■ **抜粋本文**:

Maria Callas Diary

着物・ドール・お料理・お家・家族など、日々のことを日記として書いています。

浴衣浚い本番!!

2011-08-14 23:52:26 | 日舞&三味線
いよいよやってきました、浴衣浚い本番
朝8時に家を出て、余裕を持って会場入りをしました。


到着するとまず、「本日はおめでとうございます。よろしくお願い致します」と、
楽屋にてお一人お一人にご挨拶をします。


お師匠さんの楽屋には涼しげなのれんが掛けられます。
お名取のお兄さん・お姉さん方がご祝儀をお渡しした後、一人ずつご挨拶に伺います。



舞台へ移動し、花道や舞台上で自分の立ち位置や距離を確認し、
お師匠さんからいくつかアドバイスをうける「居所合わせ」を行います。
この作業が非常に重要で、皆さんとても真剣に取り組んでいらっしゃいました。


この劇場はきちんと花道が設けられ、すっぽんも使うことができます。
私もいずれすっぽんを使う演目を踊ってみたいです。
ただ、そうなると人間ではない役なんですけどねぇ・・・


浴衣浚いはお化粧は自分ですが、結髪と着付けは専門の方にお願いします。
今回は新鹿の子という可愛らしい演目なので、新日本髪に結って頂きました。
涼しげな水色の糸巻きの簪と、団扇の豆簪を飾りました


浴衣を着付けてもらって、娘の出来上がり
結髪も着付けも終わるとテンションも上ってきます。

そしていよいよ自分の番。
花道の裏で待機している間、緊張でどんどん手が震えてくるのがわかります。
パートナーの子と励ましあいながら、太鼓の音を聴いていました。

三味線の音が聞こえ始め、花道の揚幕が「シャンッ」と音を立てて開きます。
上手側で踊る私が先に絹傘を手に花道に出て、パートナーの子が後に続きます。

そこからはもう無我夢中。
お稽古場とはまったく違う舞台の床はとても滑りやすく、苦戦しながらも踊ります。
花道での踊りを終え舞台へ移り、手踊り、毬唄、振出笠、女持ちの扇子・・・
生演奏ならではの間のずれと緊張もあり、お稽古どおりに踊ることはできず、
いくつか失敗もありましたが、なんとか無事に踊りきる事ができました。

■ **依頼内容 A**: 浴衣浚いの日記ではなく一覧の記録を、最初から最後まで一字一句違えずに書き写してください。画像は回答から除いてください。
■ **依頼内容 B**: 浴衣浚いの日記を、最後の文の次から書き継いでください。
浴衣浚いの日記と一覧は、それぞれ独立した別個の資料です。

■ **一覧記録**:
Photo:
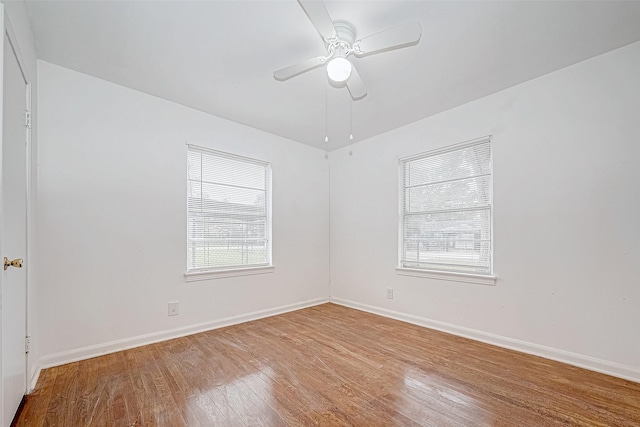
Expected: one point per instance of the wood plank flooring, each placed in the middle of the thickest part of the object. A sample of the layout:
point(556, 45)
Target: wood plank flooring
point(327, 365)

■ **想定出力 A**:
Photo:
Expected: one point per instance of the wood plank flooring, each placed in the middle of the thickest part of the object. A sample of the layout:
point(556, 45)
Target: wood plank flooring
point(327, 365)

■ **想定出力 B**:
終わった瞬間の達成感と高揚感は、言葉では言い表せません。
一度舞台に立ったらやめられないというのは、本当にその通りだと思いました。

失敗はありましたし、まだまだ上手な訳でもなく、経験年数並の踊りだったものの、
自分なりに最大限のお稽古をした結果なので、精一杯やり切った感覚があり、
悔いは一切ありません。

歌舞伎座などで「よっ成田屋」などの声をかける人を大向うといいますが、
今日は朝から大向うさんが来ていて、私の演目でも名前を声かけてくれました。
誰が呼んだわけでもないのですが、うちの浴衣浚いを気に入ってくださっていて、
毎回来てくださっているようです。
踊っている時に声がかかるというのは、なんだか誇らしくて嬉しいものです


楽屋に戻ると家族や友人や同僚が来てくれていて、たくさんの花束を頂きました。
素人の踊りを見る為に時間と電車賃を使って来てくださり、本当に嬉しかったです
皆さんに心からお礼をお伝えし、まきものをお渡ししました。

自分の番がおわるとホッとして、どっと疲れが出てきました。
ご飯を食べたり少し休憩をして、お姉さんお兄さん方の踊りを見に客席へ。
お名取の皆さんの踊りはキレがあって美しく、勉強になる事がたくさんありました。


そんなこんなで夜8時。
いよいよ最後の演目、お師匠さん方プロの舞踊家による「太刀盗人」が始まります。
幕が上った瞬間出てきたのは、立派な松羽目とその前に座る大人数の地方さん。
四挺四枚、とっても豪華です

太刀盗人はとても面白い演目で、それをお師匠さん方がお仲間で演じるので、
息もぴったりと合って、かと思えば舞踊部分は素晴らしく、とても素敵な演目でした

パートナーの子はもう1つ別の演目に出たのですが、感動するほどにとても上手で、
そんな子と一緒の舞台に立てたことを誇らしく思いました。
彼女のように上手に踊れるようになったら、どんなに幸せだろう・・・・

大量のお花とプレゼントを抱え、帰宅したのが夜10時。
とても疲れましたが本当に楽しい一日で、日舞への思いは更に強くなりました。
もっとたくさんお稽古して、もっともっと上手になって、いつか絶対にもう一度、
今回のパートナーと一緒の舞台に立ちたいです。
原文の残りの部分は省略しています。